Task objective: Without the pictures, reproduce the records that follow exactly.

Named-object pointing records
===

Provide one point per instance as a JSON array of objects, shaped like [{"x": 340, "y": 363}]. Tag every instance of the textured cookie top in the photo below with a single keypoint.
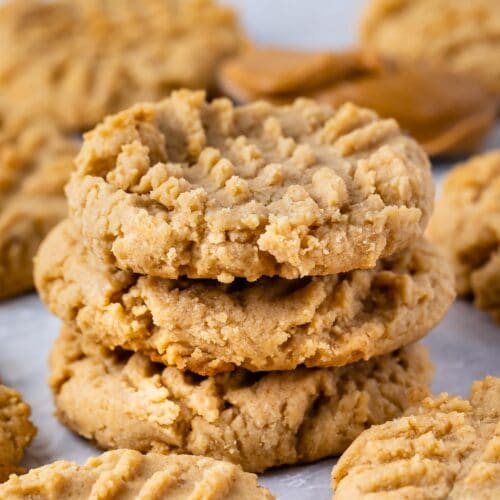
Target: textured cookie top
[
  {"x": 466, "y": 224},
  {"x": 206, "y": 190},
  {"x": 35, "y": 163},
  {"x": 127, "y": 475},
  {"x": 462, "y": 33},
  {"x": 271, "y": 324},
  {"x": 16, "y": 431},
  {"x": 446, "y": 448},
  {"x": 123, "y": 400},
  {"x": 79, "y": 60}
]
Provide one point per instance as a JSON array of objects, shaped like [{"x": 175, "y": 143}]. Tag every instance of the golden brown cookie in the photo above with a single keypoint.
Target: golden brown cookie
[
  {"x": 79, "y": 60},
  {"x": 466, "y": 224},
  {"x": 16, "y": 431},
  {"x": 462, "y": 34},
  {"x": 206, "y": 190},
  {"x": 35, "y": 162},
  {"x": 127, "y": 474},
  {"x": 447, "y": 447},
  {"x": 271, "y": 324},
  {"x": 284, "y": 74},
  {"x": 258, "y": 420},
  {"x": 448, "y": 114}
]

===

Answer in full:
Provide one point per instance as a JSON array of objects, shaped like [{"x": 340, "y": 363}]. Tag every instance of the textured cookie top in the photo below with a single keypoint.
Target: textured cookie top
[
  {"x": 466, "y": 224},
  {"x": 206, "y": 190},
  {"x": 35, "y": 163},
  {"x": 127, "y": 475},
  {"x": 462, "y": 33},
  {"x": 271, "y": 324},
  {"x": 16, "y": 431},
  {"x": 446, "y": 448},
  {"x": 123, "y": 400},
  {"x": 79, "y": 60}
]
Provide one point per instance as a JSON array of objects, shaped like [{"x": 175, "y": 143}]. Tag every instance of the golden brown cookie in the photo above with a single keypoint.
Target: golden brown cookie
[
  {"x": 79, "y": 60},
  {"x": 466, "y": 224},
  {"x": 16, "y": 431},
  {"x": 462, "y": 34},
  {"x": 206, "y": 190},
  {"x": 35, "y": 162},
  {"x": 127, "y": 474},
  {"x": 447, "y": 447},
  {"x": 271, "y": 324},
  {"x": 284, "y": 74},
  {"x": 258, "y": 420},
  {"x": 448, "y": 114}
]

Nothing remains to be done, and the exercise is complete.